Der Oberste Gerichtshof hat als Revisionsgericht durch den Senatspräsidenten Dr. Veith als Vorsitzenden sowie den Hofrat Dr. Musger, die Hofrätin Dr. Solé und die Hofräte Dr. Nowotny und MMag. Sloboda als weitere Richter in der Rechtssache der klagenden Parteien 1. Allgemeine Unfallversicherungsanstalt, Wien 20, Adalbert-Stifter-Straße 65, 2. Pensionsversicherungsanstalt, Wien 2, Friedrich-Hillegeist-Straße 1, und 3. Deutsche Rentenversicherung Knappschaft-Bahn-See, Bochum, Pieperstraße 14–28, Deutschland, alle vertreten durch Hoffmann & Brandstätter Rechtsanwälte KG in Innsbruck, gegen die beklagte Partei ÖBB-Infrastruktur AG, Wien 2, Praterstern 3, vertreten durch Markl Rechtsanwälte OG in Innsbruck, und den auf Seiten der beklagten Partei beigetretenen Nebenintervenienten DI Dr.-Ing. B* F*, vertreten durch Dr. Ewald Jenewein, Rechtsanwalt in Innsbruck, wegen 1.) 22.633,27 EUR sA, 2.) 1.319,58 EUR sA und 3.) 13.307,73 EUR sA, sowie (jeweils) Feststellung (Streitwert: jeweils 3.000 EUR), über die Revision der beklagten Partei gegen das Urteil des Oberlandesgerichts Innsbruck als Berufungsgericht vom 28. Jänner 2021, GZ 2 R 146/20t-51, womit das Teil-Zwischenurteil des Landesgerichts Innsbruck vom 9. September 2020, GZ 10 Cg 56/15y-46, teilweise bestätigt wurde, in nichtöffentlicher Sitzung den

Beschluss

gefasst:

Spruch

         Die Revision wird zurückgewiesen.

         Die beklagte Partei ist schuldig, der erstklagenden Partei deren mit 1.505,37 EUR (darin 250,90 EUR USt) und der drittklagenden Partei deren mit 922,65 EUR (darin 153,77 EUR USt) bestimmten Kosten ihrer Revisionsbeantwortung binnen 14 Tagen zu ersetzen.
____________
__GESTELLTE AUFGABE A__
Kannst du den Beschluss des Obersten Gerichtshofs vollständig und wortgetreu ausschreiben?
Der Beschluss des Obersten Gerichtshofs und die Datenzeilen haben inhaltlich nichts miteinander zu tun.

__BEREITGESTELLTE DATEN__
____________
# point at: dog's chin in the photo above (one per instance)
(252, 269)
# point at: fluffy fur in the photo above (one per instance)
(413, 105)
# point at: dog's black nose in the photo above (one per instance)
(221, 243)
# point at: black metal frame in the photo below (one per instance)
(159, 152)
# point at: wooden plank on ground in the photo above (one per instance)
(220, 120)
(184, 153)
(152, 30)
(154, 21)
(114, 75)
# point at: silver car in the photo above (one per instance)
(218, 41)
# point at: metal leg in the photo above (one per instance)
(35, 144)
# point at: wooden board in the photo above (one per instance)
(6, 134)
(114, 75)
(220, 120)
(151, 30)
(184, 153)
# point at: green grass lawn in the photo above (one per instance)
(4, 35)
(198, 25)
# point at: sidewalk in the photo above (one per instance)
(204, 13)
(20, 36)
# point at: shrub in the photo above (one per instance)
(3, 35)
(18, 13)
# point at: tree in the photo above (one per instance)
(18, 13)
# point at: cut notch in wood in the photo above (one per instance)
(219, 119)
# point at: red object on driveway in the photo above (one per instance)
____________
__GESTELLTE AUFGABE B__
Kannst du den Abschnitt der Datenzeilen von der Zeile mit „# point at: cut“ bis zum Ende der Datenzeilen, beide Grenzen eingeschlossen, unverändert wiedergeben?

__VOLLSTÄNDIGE ANTWORT A__
Der Oberste Gerichtshof hat als Revisionsgericht durch den Senatspräsidenten Dr. Veith als Vorsitzenden sowie den Hofrat Dr. Musger, die Hofrätin Dr. Solé und die Hofräte Dr. Nowotny und MMag. Sloboda als weitere Richter in der Rechtssache der klagenden Parteien 1. Allgemeine Unfallversicherungsanstalt, Wien 20, Adalbert-Stifter-Straße 65, 2. Pensionsversicherungsanstalt, Wien 2, Friedrich-Hillegeist-Straße 1, und 3. Deutsche Rentenversicherung Knappschaft-Bahn-See, Bochum, Pieperstraße 14–28, Deutschland, alle vertreten durch Hoffmann & Brandstätter Rechtsanwälte KG in Innsbruck, gegen die beklagte Partei ÖBB-Infrastruktur AG, Wien 2, Praterstern 3, vertreten durch Markl Rechtsanwälte OG in Innsbruck, und den auf Seiten der beklagten Partei beigetretenen Nebenintervenienten DI Dr.-Ing. B* F*, vertreten durch Dr. Ewald Jenewein, Rechtsanwalt in Innsbruck, wegen 1.) 22.633,27 EUR sA, 2.) 1.319,58 EUR sA und 3.) 13.307,73 EUR sA, sowie (jeweils) Feststellung (Streitwert: jeweils 3.000 EUR), über die Revision der beklagten Partei gegen das Urteil des Oberlandesgerichts Innsbruck als Berufungsgericht vom 28. Jänner 2021, GZ 2 R 146/20t-51, womit das Teil-Zwischenurteil des Landesgerichts Innsbruck vom 9. September 2020, GZ 10 Cg 56/15y-46, teilweise bestätigt wurde, in nichtöffentlicher Sitzung den

Beschluss

gefasst:

Spruch

         Die Revision wird zurückgewiesen.

         Die beklagte Partei ist schuldig, der erstklagenden Partei deren mit 1.505,37 EUR (darin 250,90 EUR USt) und der drittklagenden Partei deren mit 922,65 EUR (darin 153,77 EUR USt) bestimmten Kosten ihrer Revisionsbeantwortung binnen 14 Tagen zu ersetzen.

__VOLLSTÄNDIGE ANTWORT B__
# point at: cut notch in wood in the photo above (one per instance)
(219, 119)
# point at: red object on driveway in the photo above (one per instance)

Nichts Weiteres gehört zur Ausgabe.